**ACTION ITEM A**. Summarize the book review below in two sentences.
**ACTION ITEM B**. Continue the book review of Against Love below from its last sentence.

**TEXT PASSAGE**.

++++++++

Thursday, April 29, 2004

Laura Kipnis, Against Love: a Polemic, 2003.

This book, by Dr. Kipnis, is far from as exciting as its reviews and its cover suggest it might be. The book jacket says that the book "examines the meaning and cultural significance of adultery, arguing that perhaps the question concerns not only the private dilemma of whether or not to be faithful, but also the purpose of this much vaunted fidelity." Fair enough, as things go, but let's make it simpler: she says that while love is fun, it's for the short term--and, in most cases, can't be sustained over the long-term. She's quite forceful in her presentation--one might even say that she's polemical...

Her analysis follows in a Foucauldian mould, investigating structures that exist to exert control on a number of levels--the personal, societal, and so forth.

She begins by pointing out that since love, in its first and initial moments is so very fun, it's not something that should stoop to becoming "work," as marital therapists are so fond of arguing is necessary (there are some quite enjoyable moments of railing against just such therapists, too).

The second chapter suggests that binding monogamy is a type of prison: that it exists based on strictures that prevent, on injunctions, rather than being based on love itself.

In the last of the compelling sections--chapter three--Kipnis offers what feels like a fervid paean to adultery. The excitement, the perils, the fact that adultery is ultimately about stealing time for the new lover lead to new perils. What she's asking is why this excitement fades, and why this experience should be denigrated in the public eye when monogamy is a thing of the past (a point that she most carefully explores in this section).

++++++++

**RECORD EXCERPTS**.
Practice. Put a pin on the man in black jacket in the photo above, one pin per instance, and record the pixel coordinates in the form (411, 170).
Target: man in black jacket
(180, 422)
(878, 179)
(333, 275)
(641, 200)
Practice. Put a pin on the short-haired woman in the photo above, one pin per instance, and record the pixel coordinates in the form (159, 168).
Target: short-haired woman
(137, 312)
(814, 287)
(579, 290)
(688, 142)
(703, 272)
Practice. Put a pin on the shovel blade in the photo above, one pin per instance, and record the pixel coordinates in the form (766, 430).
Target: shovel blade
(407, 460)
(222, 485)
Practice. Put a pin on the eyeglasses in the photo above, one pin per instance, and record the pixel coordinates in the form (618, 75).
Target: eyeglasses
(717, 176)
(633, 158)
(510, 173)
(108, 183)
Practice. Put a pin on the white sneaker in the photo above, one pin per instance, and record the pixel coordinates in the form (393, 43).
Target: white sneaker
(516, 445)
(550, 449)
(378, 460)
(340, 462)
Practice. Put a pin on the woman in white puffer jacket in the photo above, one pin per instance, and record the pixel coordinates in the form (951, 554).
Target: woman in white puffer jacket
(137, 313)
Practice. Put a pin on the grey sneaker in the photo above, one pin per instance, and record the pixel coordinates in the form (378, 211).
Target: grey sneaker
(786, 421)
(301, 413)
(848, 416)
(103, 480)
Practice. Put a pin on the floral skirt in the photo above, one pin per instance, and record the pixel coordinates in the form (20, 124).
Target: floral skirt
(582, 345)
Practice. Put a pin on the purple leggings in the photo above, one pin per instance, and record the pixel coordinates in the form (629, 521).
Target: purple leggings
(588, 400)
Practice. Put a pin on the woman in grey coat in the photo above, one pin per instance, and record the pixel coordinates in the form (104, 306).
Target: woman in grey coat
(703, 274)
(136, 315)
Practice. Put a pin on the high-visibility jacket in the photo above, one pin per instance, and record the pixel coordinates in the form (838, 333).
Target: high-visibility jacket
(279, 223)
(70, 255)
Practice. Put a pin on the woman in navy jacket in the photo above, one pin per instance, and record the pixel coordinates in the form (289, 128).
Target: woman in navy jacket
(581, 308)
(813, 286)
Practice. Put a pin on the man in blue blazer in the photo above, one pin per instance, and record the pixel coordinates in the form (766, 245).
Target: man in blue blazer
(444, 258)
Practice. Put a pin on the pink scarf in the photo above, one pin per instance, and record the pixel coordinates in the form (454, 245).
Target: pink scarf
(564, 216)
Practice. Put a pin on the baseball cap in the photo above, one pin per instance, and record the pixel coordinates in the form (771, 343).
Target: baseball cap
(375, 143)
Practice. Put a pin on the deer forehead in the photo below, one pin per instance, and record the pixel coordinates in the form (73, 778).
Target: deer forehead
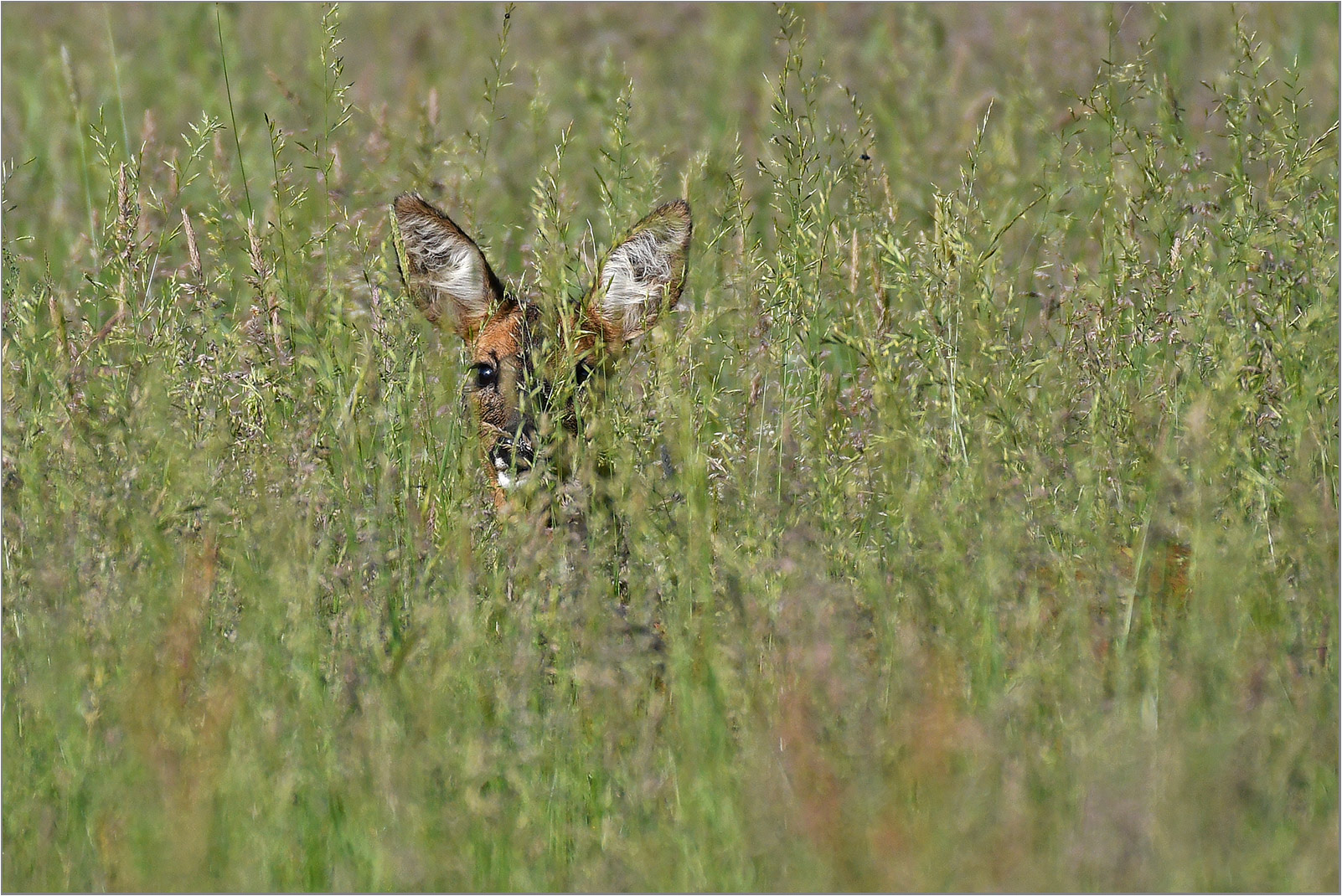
(503, 337)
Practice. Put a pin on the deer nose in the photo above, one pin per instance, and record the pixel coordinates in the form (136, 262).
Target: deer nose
(510, 454)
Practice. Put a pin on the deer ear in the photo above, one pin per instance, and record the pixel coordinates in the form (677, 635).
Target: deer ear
(643, 274)
(448, 276)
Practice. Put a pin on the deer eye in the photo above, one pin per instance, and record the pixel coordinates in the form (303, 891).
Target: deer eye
(486, 374)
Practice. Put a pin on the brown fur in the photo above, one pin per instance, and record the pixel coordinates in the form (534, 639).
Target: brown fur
(508, 384)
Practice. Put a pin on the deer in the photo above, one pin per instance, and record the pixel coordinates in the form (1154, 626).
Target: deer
(528, 367)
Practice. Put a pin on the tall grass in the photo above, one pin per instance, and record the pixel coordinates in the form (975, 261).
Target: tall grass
(973, 526)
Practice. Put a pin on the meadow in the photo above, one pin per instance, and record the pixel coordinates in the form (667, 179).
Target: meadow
(973, 523)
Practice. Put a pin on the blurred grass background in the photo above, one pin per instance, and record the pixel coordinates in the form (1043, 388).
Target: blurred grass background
(999, 541)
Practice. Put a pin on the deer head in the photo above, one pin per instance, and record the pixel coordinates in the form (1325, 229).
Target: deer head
(526, 365)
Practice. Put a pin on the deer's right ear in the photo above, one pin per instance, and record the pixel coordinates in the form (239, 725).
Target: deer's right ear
(448, 276)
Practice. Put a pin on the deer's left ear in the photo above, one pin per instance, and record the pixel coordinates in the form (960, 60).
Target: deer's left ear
(642, 275)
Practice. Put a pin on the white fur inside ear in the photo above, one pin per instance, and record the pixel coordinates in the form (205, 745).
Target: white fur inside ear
(450, 265)
(637, 271)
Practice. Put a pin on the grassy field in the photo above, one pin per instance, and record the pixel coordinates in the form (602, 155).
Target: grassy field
(984, 492)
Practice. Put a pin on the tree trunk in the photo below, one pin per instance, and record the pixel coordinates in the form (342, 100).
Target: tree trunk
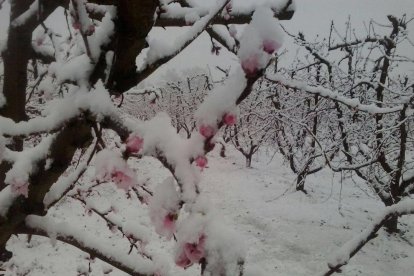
(391, 225)
(300, 183)
(249, 160)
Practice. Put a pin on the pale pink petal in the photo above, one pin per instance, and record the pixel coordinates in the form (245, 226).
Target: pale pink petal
(251, 65)
(134, 143)
(182, 260)
(229, 119)
(201, 162)
(20, 188)
(207, 131)
(270, 46)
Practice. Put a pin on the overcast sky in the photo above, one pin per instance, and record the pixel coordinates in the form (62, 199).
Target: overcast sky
(311, 16)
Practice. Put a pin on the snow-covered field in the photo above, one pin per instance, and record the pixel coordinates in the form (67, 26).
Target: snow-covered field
(285, 232)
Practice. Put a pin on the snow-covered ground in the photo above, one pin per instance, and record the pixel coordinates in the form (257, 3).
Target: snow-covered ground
(286, 232)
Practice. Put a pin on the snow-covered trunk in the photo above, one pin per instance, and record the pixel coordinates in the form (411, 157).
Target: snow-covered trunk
(15, 59)
(133, 25)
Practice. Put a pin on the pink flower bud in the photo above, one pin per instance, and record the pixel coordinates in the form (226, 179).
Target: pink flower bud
(229, 119)
(207, 131)
(182, 260)
(195, 251)
(90, 30)
(134, 143)
(122, 179)
(229, 7)
(270, 46)
(39, 41)
(233, 31)
(169, 222)
(251, 65)
(201, 162)
(76, 25)
(20, 188)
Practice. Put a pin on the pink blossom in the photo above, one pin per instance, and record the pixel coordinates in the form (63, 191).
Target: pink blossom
(182, 260)
(169, 222)
(229, 119)
(270, 46)
(20, 188)
(207, 131)
(229, 7)
(201, 162)
(195, 251)
(40, 41)
(122, 179)
(113, 229)
(76, 25)
(90, 30)
(134, 143)
(232, 31)
(251, 65)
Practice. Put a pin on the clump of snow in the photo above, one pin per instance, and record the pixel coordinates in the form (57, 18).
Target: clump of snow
(164, 207)
(259, 40)
(221, 101)
(110, 166)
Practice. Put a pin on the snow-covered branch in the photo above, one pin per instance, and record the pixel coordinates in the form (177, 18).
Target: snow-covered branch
(350, 248)
(334, 96)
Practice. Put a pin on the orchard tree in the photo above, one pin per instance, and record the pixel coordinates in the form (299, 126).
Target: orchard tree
(57, 110)
(251, 129)
(373, 101)
(179, 94)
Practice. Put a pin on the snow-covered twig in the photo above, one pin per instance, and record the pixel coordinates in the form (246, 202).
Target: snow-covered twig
(329, 94)
(349, 249)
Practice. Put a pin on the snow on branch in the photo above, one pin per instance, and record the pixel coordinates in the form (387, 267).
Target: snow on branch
(24, 17)
(97, 102)
(329, 94)
(350, 248)
(176, 15)
(65, 232)
(159, 53)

++++++++

**EXERCISE OUTPUT A**. The review finds Laura Kipnis's Against Love: a Polemic (2003) less exciting than its reviews and cover suggest, and it boils her argument down to the claim that love is fun for the short term but in most cases can't be sustained over the long term. It traces her Foucauldian analysis through three chapters: love shouldn't stoop to becoming "work," binding monogamy is a kind of prison built on injunctions, and adultery, which she praises fervidly, raises the questions of why its excitement fades and why it should be denigrated in the public eye.

**EXERCISE OUTPUT B**.
The final chapter deals with fidelity and adultery as reflective of society. It looks at the changes from the unexamined infidelities of Kennedy to the over-examination now current in modern US political culture. Kipnis argues that the development of fidelity in love-based partnerships as a metaphor for trustworthiness in leadership and governance is a very recent development, and that it's not, ultimately, sustainable simply because of the lack of permanence in modern relationships. Her implied criticism--that would be much stronger if it were made explicit--is that a trope that is doomed to failure should be recognised as such by canny participants, who should essay a move beyond it instead of living within the status quo. Obviously, this chapter moves away from an investigation of the personal aspects of love and adultery, and paradoxically, this movement both succeeds and fails. While the final chapter of the book is intriguing, and while it is perhaps the best argued portion of Kipnis' thesis, it doesn't fit nearly as well with what has gone before. This discontinuity, combined with a negligible conclusion that makes no real effort to sum up her work left me disconcerted and unimpressed.

The book jacket asks "What is the trade-off between personal gratification and the renunciations society demands of us?"; the answer that Kipnis provides is that what we give up is not worth the price. Unfortunately, the book wasn't worth the surprisingly long time it took to read: the pacing forces the reader to slow down, and really, it's just not worth doing. Certainly finishing the book wasn't worth the 75 ¢ fine that I've incurred for returning the book three days late.